Items for identifying locations
—————
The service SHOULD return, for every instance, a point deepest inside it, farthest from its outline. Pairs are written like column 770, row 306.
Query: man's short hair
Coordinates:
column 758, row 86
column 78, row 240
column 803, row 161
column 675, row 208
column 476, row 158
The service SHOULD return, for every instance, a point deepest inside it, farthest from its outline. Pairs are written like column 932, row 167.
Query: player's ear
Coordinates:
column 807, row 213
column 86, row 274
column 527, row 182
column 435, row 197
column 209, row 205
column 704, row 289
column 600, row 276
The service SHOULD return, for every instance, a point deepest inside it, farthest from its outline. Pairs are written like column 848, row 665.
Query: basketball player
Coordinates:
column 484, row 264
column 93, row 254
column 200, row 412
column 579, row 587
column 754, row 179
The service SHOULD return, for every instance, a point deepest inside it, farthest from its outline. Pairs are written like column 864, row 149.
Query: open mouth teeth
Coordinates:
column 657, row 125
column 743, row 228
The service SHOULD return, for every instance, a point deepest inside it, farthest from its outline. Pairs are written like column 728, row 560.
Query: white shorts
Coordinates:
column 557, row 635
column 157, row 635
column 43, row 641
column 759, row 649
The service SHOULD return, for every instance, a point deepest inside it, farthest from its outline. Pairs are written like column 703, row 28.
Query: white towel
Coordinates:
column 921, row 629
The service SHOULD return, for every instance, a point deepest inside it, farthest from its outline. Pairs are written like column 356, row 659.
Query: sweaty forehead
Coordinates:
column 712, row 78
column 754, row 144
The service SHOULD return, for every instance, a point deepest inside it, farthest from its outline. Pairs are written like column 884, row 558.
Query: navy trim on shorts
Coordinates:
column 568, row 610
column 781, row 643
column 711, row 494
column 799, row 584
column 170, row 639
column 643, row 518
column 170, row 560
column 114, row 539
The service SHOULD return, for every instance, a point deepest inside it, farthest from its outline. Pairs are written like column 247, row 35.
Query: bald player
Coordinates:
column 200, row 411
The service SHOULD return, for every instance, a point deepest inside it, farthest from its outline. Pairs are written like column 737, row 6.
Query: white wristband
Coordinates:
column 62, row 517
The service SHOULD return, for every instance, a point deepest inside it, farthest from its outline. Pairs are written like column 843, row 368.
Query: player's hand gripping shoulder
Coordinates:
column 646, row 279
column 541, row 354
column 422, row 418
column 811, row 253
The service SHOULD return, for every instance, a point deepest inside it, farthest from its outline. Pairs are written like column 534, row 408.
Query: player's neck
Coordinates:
—————
-- PROBLEM TO SOLVE --
Reproduce every entry above word for word, without changing or leaving out anything.

-- REPLY TO THE TASK --
The service SHOULD return, for every instance, a point deepest inside it, farthest from its outline. Pairs are written like column 770, row 306.
Query: man's short hair
Coordinates:
column 758, row 86
column 78, row 240
column 803, row 161
column 675, row 208
column 476, row 158
The service SHOULD return, for every instance, a point deepest inside it, farthest from its outline. Pairs are written like column 932, row 167.
Query: player's ear
Coordinates:
column 807, row 213
column 86, row 274
column 527, row 182
column 435, row 197
column 209, row 205
column 704, row 289
column 600, row 276
The service SHOULD return, for every instance, a point deepest inside it, farthest from its outline. Pairs are written like column 848, row 665.
Query: basketball player
Coordinates:
column 484, row 264
column 93, row 254
column 200, row 412
column 579, row 587
column 754, row 179
The service SHOULD return, for every instance, a point deepest inside it, farthest from its outline. Pairs are written like column 864, row 149.
Query: open mouth teeth
Coordinates:
column 657, row 125
column 743, row 228
The service SHOULD return, for every instance, a point deepest inside it, farthest from its outline. Pairs are written like column 728, row 560.
Query: white shorts
Coordinates:
column 557, row 635
column 157, row 635
column 43, row 641
column 759, row 649
The service SHOULD return, for every instance, a point deepest inside it, farthest from its outline. Pairs are written like column 703, row 28.
Query: white towel
Coordinates:
column 921, row 629
The service SHOULD return, for every instance, a point deepest inside it, farthest from its outline. Pairs are written like column 356, row 659.
Query: sweaty forehead
Coordinates:
column 712, row 78
column 754, row 144
The service SHOULD return, for every instance, a point deepest inside it, farthest from its outline. Pairs are written like column 884, row 558.
Query: navy trim on shorts
Coordinates:
column 568, row 610
column 781, row 643
column 711, row 494
column 799, row 584
column 170, row 639
column 643, row 518
column 170, row 560
column 114, row 539
The service SHOULD return, for every instance, a point deepest inside it, farthest from its outline. Pairs are written like column 247, row 35.
Query: bald player
Coordinates:
column 200, row 411
The service SHOULD return, for every instance, a point deepest inside it, farthest from its outline. Pairs are written like column 737, row 6.
Query: white wristband
Coordinates:
column 62, row 517
The service SHOULD return, for every instance, a point deepest inside it, farthest from its outline. Pairs are written like column 843, row 368.
Query: player's hand gripping shoulder
Coordinates:
column 646, row 279
column 541, row 354
column 422, row 418
column 811, row 253
The service SHOULD return, for every instance, a point deepest inside it, farthest from its outline. Pairs are written like column 534, row 408.
Query: player's neck
Coordinates:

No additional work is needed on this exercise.